→ Excerpted passage:
*-*-*
Interest rates are at a 22-year high. Here’s what that means for your finances.
Interest rates are at a 22-year high. Here’s what that means for your finances.
IronHeart/Getty Images

(NEW YORK) — The Federal Reserve raised interest rates to a 22-year high this week — a milestone that carries major implications for the finances of everyday people, experts told ABC News.

The move escalated an aggressive series of rate hikes that has helped dramatically reduce inflation from a peak last summer.

But the historically high interest rates are bad news for borrowers, who will face even higher costs for things like car loans to credit card debt to mortgages.

The high interest rates do deliver benefits for savers, however, who stand to gain from an uptick in the interest yielded by accounts held at banks as well as bonds and high-yield savings accounts.

“It depends what side of the ledger you find yourself on,” James Cox, a financial advisor and managing partner of Virginia-based Harris Financial Group, told ABC News.

“If you’re a saver and you have money in the bank, this is fantastic,” he added. “For people who borrow money, it’s way more expensive.”

Here’s what to know about how the sky-high interest rates affect people’s personal finances:

What do historically high interest rates mean for borrowers?

The high interest rates make borrowing more expensive.

So any purchase that requires a loan — for a home, car, or higher education — could be affected. Credit card rates are also highly sensitive to Federal Reserve moves, so card holders should expect even higher payments. As of Wednesday, average credit card interest rates stood at a staggering 20.5%, Bankrate data showed.

“Borrowers are negatively affected,” Christine Benz, the director of personal finance at Morningstar. “Higher rates mean higher interest payments on loans.”

Mortgages, for instance, show how much more costly borrowing has become.

The 30-year fixed-rate mortgage reached more than 7% in October, achieving heights last seen more than 20 years ago, Freddie Mac data showed. The rate has fallen slightly below 7% but remains highly elevated, Freddie Mac said on Thursday.

At the start of 2022, by comparison, the mortgage rate on a 30-year fixed mortgage stood at 3.22%.
*-*-*
→ Entries shown:

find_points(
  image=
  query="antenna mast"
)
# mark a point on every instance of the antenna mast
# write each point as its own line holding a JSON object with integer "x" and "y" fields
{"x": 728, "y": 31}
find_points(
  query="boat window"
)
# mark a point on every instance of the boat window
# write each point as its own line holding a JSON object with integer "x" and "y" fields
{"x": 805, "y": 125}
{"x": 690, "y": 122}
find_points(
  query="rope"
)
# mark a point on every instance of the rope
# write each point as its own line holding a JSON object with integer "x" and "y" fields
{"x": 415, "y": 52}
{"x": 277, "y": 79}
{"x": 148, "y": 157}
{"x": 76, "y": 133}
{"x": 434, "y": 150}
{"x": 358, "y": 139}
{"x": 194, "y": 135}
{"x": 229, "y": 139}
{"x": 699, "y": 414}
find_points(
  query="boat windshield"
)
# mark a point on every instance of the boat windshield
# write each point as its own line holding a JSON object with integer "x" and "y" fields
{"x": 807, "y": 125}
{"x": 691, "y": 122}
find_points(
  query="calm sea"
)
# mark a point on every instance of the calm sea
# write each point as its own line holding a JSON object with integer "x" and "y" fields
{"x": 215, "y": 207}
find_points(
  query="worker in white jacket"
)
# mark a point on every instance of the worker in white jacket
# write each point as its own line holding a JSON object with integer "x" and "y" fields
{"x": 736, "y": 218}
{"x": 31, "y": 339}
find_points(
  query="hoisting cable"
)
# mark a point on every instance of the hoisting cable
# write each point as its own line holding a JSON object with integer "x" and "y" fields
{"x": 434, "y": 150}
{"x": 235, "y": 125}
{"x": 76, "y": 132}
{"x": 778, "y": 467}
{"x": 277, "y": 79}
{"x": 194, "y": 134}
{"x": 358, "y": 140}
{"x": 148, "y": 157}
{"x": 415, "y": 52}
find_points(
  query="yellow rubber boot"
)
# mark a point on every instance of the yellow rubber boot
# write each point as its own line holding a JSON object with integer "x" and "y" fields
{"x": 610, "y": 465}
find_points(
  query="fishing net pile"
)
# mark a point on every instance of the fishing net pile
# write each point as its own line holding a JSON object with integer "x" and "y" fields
*-*-*
→ Using the information:
**a)** Print the part of the interest rates article between "The high interest rates do" and "borrowing more expensive.", inclusive.
**b)** Answer these questions from the interest rates article:
(i) What was the average credit card interest rate as of Wednesday, according to Bankrate data?
(ii) What was the rate on a 30-year fixed mortgage at the start of 2022?
(iii) Which firm is James Cox a managing partner of?

→ Expected outputs:
**a)**
The high interest rates do deliver benefits for savers, however, who stand to gain from an uptick in the interest yielded by accounts held at banks as well as bonds and high-yield savings accounts.

“It depends what side of the ledger you find yourself on,” James Cox, a financial advisor and managing partner of Virginia-based Harris Financial Group, told ABC News.

“If you’re a saver and you have money in the bank, this is fantastic,” he added. “For people who borrow money, it’s way more expensive.”

Here’s what to know about how the sky-high interest rates affect people’s personal finances:

What do historically high interest rates mean for borrowers?

The high interest rates make borrowing more expensive.

**b)**
(i) 20.5%
(ii) 3.22%
(iii) Harris Financial Group, based in Virginia